If you are on a DIY package, does the storage provided allow you to be prepared in advance? If you have time of a weekend, you can prepare all of your feeds and hay nets at once and they are all ready to be put in through the week saving you valuable time, and ensuring they are prepared in advance if the horse needs to be covered by the yard owner or their staff for any reason. It is worth checking storage allocations in feed rooms and hay barns to make sure you are satisfied that these can accommodate your needs.
It is important to check if a yard has opening and closing times and whether these are restricted in the winter. If you need to attend to your horse before or after work the likelihood is that it is going to be dark, but you will need both access to the yard and lights to be able to see what you are doing!

Tasks and exercises:
**A.** Repeat word for word everything in the passage on horse yards from "If you are on" down to "you are doing!".
**B.** According to the passage on horse yards, what two things will you need if you attend to your horse in the dark before or after work?
**C.** Go on with the passage on horse yards from the point where it stops.

Information provided:
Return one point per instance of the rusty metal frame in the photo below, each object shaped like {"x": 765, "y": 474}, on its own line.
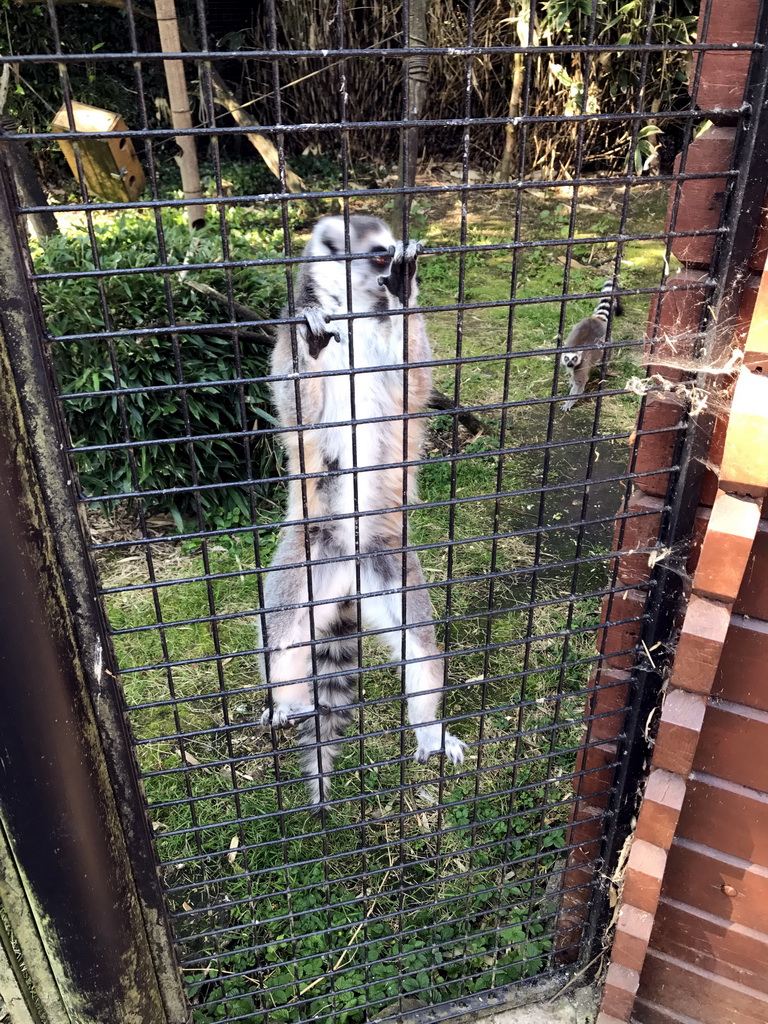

Task responses:
**A.**
If you are on a DIY package, does the storage provided allow you to be prepared in advance? If you have time of a weekend, you can prepare all of your feeds and hay nets at once and they are all ready to be put in through the week saving you valuable time, and ensuring they are prepared in advance if the horse needs to be covered by the yard owner or their staff for any reason. It is worth checking storage allocations in feed rooms and hay barns to make sure you are satisfied that these can accommodate your needs.
It is important to check if a yard has opening and closing times and whether these are restricted in the winter. If you need to attend to your horse before or after work the likelihood is that it is going to be dark, but you will need both access to the yard and lights to be able to see what you are doing!

**B.** Access to the yard and lights to see what you are doing.

**C.**
Whilst you can never guarantee full-time access to any yard due to winter or extreme weather, it is always worth considering if the access given is suitable year-round. It is important to consider if under normal circumstances, a yard accessible in any weather- is the track or road to the yard liable to flooding, or do you have to drive on muddy tracks or gateways to get into the yard or park? If it snows are the local roads cleared or it is a small lane which is hard to access or may be closed due to snow, floods or ice? They are important considerations as if you cannot get to the yard in bad weather, this may cost you more in yard cover than you expect, or in worst case scenarios there may be no one able to access the yard and take care of the horses.
There are still some yards that are not on mains electricity, that either does not have an electric supply or run off of a generator. This is certainly a consideration for winter horse management as whilst great in the light of the summer, fumbling around in feed rooms or paddocks using the light from your phone is much less glamorous! It also means no hot water for cups of tea, no lights for veterinary management, and also safety issues too with no security lights or lights for accessing the yard.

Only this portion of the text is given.